:: REQUIREMENT ::
Set down the full data below exactly as given, please.

:: Data entries ::
Start of Block
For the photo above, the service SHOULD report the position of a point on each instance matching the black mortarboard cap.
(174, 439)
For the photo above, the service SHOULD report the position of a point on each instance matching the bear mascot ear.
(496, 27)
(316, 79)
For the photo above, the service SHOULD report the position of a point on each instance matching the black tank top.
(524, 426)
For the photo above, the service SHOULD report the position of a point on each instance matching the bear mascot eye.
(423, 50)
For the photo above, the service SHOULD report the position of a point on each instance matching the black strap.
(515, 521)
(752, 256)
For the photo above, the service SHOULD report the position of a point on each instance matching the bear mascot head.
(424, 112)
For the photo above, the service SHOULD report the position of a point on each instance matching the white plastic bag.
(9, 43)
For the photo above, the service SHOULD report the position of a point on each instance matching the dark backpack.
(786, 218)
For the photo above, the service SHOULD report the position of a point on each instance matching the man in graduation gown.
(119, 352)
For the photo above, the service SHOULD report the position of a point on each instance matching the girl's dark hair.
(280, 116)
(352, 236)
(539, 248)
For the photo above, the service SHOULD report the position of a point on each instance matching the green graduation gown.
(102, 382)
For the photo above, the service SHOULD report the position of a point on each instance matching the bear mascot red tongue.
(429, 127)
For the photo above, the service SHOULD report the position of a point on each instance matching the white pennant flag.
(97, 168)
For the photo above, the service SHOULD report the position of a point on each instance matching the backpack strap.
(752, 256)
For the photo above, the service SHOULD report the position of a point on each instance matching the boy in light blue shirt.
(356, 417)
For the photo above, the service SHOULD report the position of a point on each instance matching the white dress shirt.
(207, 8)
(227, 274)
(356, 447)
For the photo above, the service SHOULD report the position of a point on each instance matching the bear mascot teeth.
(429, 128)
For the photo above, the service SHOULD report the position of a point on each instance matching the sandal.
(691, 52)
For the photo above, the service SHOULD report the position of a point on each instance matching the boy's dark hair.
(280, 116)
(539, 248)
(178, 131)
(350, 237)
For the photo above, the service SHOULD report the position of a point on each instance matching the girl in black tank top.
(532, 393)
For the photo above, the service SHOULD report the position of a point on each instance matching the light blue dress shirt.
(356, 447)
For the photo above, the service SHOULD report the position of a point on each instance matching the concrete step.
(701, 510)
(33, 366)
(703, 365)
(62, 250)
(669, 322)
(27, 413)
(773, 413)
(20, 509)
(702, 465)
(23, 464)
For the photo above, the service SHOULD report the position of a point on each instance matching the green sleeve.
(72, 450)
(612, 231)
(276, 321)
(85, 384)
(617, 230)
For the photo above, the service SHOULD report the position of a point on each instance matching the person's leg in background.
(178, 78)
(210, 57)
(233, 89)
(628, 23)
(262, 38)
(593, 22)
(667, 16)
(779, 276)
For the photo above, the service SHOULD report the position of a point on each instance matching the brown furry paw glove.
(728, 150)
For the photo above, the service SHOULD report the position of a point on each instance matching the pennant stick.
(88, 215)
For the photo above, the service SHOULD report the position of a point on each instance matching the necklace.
End of Block
:: RESULT OF THE EXERCISE ::
For the photo above, the service SHOULD report the position of a point on each instance matching the black mortarboard cap.
(174, 439)
For the photo above, the service SHOULD report the position of a point on each instance matching the bear mascot ear.
(496, 27)
(316, 79)
For the photo above, the service SHOULD report the position of a point on each instance matching the black tank top.
(524, 426)
For the photo above, the service SHOULD report the position of a point on each instance matching the bear mascot eye.
(423, 50)
For the photo above, the service SHOULD report the position of a point on each instance matching the black strap.
(515, 521)
(752, 256)
For the photo above, the service SHOULD report the position of a point on each instance matching the bear mascot head.
(424, 112)
For the photo above, the service SHOULD report the position of a point on each instance matching the white plastic bag.
(9, 43)
For the photo above, the service SHOULD report the position of a point on each instance matching the dark backpack.
(786, 218)
For the photo above, the service SHOULD report the position of a point on each instance matching the man in graduation gown.
(119, 352)
For the photo above, the service SHOULD report the position of a point on each instance matching the girl's dark hair.
(280, 116)
(352, 236)
(539, 248)
For the photo above, the service SHOULD report the position of a point on each instance matching the green graduation gown.
(102, 382)
For the photo above, the service SHOULD report the position of a point on each instance matching the bear mascot red tongue.
(429, 127)
For the photo above, the service SHOULD report the position of a point on each instance matching the white pennant flag.
(97, 168)
For the photo above, the service SHOULD report the position of a point on each instance matching the backpack strap.
(752, 256)
For the photo above, the service SHOULD report the position of a point on each instance matching the boy in light blue shirt.
(356, 417)
For the photo above, the service SHOULD report the position of a point on each instance matching the white dress shirt.
(207, 8)
(227, 274)
(356, 447)
For the photo above, the service SHOULD report the position of a point on each instance matching the bear mascot teeth.
(429, 128)
For the photo above, the service SHOULD report the position of a point on each instance matching the sandal.
(691, 52)
For the photo above, the service SHOULD report the position of a point on each instance matching the boy's dark hair.
(280, 116)
(539, 248)
(178, 131)
(350, 237)
For the photo above, the service SHOULD report the position of a point on each instance matching the girl in black tank top.
(532, 393)
For the photo above, the service SHOULD report the position of a point on each instance matching the light blue dress shirt.
(356, 447)
For the photo above, the service SHOULD report the position of a point on each instance matching the concrete step.
(701, 510)
(33, 366)
(703, 365)
(62, 250)
(669, 322)
(27, 413)
(773, 413)
(20, 509)
(702, 465)
(23, 464)
For the photo above, the service SHOULD report the position of a point on each instance matching the green sleeve.
(72, 450)
(612, 231)
(276, 321)
(85, 384)
(617, 230)
For the photo above, the service SHOULD report the position of a point on each instance matching the person's leg in background.
(178, 78)
(210, 57)
(233, 89)
(628, 23)
(262, 38)
(593, 22)
(667, 16)
(779, 276)
For the photo above, the service SHOULD report the position of a point on each instance matching the brown furry paw glove.
(728, 150)
For the photo above, the service SHOULD report the position of a point on each instance matching the pennant stick.
(88, 215)
For the photo above, the service SHOULD report the position of a point on each instance matching the necklace.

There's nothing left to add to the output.